## Exercise data
>>>

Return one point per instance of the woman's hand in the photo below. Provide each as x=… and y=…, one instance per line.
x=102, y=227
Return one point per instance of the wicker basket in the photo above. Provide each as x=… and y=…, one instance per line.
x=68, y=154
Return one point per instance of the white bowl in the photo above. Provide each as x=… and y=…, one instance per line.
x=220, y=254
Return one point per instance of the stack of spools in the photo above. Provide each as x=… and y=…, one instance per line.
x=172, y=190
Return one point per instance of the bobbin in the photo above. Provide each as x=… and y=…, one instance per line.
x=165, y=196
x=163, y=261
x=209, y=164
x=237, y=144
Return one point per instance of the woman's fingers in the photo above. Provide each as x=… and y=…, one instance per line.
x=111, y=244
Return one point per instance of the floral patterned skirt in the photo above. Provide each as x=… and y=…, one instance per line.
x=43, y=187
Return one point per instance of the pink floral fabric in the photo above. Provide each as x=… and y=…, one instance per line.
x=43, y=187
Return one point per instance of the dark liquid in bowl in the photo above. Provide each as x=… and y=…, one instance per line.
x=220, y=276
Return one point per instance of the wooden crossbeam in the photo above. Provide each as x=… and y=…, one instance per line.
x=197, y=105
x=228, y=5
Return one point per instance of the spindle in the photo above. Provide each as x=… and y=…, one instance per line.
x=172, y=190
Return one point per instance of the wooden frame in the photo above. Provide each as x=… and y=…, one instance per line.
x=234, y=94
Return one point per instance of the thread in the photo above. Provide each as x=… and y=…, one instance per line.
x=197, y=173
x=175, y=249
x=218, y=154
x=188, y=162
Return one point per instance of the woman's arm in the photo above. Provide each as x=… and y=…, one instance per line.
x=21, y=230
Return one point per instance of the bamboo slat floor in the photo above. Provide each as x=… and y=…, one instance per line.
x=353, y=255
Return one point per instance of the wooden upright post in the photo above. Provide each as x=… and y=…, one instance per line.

<<<

## Problem details
Write out the lines above exactly as they appear, starting from the first one and stopping after the line that contains "x=234, y=94", with that line included.

## Correct output
Return one point per instance of the woman's hand in the photo below. Provide each as x=… and y=…, one instance per line.
x=102, y=227
Return one point per instance of the wicker basket in the photo above. Provide each as x=… and y=…, one instance per line.
x=68, y=154
Return one point per instance of the white bowl in the photo above. Provide each as x=… and y=…, one instance per line.
x=220, y=254
Return one point per instance of the stack of spools in the photo above. Provide each as x=… and y=…, one instance per line.
x=172, y=190
Return one point per instance of the bobbin in the photo above. Provide each as x=… and y=…, one instance per line.
x=165, y=196
x=163, y=261
x=209, y=164
x=237, y=144
Return one point per instance of the woman's fingers in the photo above. Provide each as x=… and y=…, one instance per line.
x=111, y=244
Return one point per instance of the floral patterned skirt in the photo above. Provide each as x=… and y=…, one instance per line.
x=43, y=187
Return one point per instance of the pink floral fabric in the photo above. Provide each as x=… and y=…, one instance per line.
x=43, y=187
Return one point per instance of the dark liquid in bowl in the photo above. Provide each as x=… and y=…, one instance per line.
x=220, y=276
Return one point per instance of the wooden crossbeam in the photo above. Provide each as x=… and y=…, one instance per line.
x=197, y=105
x=228, y=5
Return one point per instance of the spindle in the photo above. Provide each as x=… and y=…, one instance per line.
x=172, y=190
Return one point per instance of the wooden frame in the photo above. Provide each as x=… and y=…, one instance per line.
x=234, y=94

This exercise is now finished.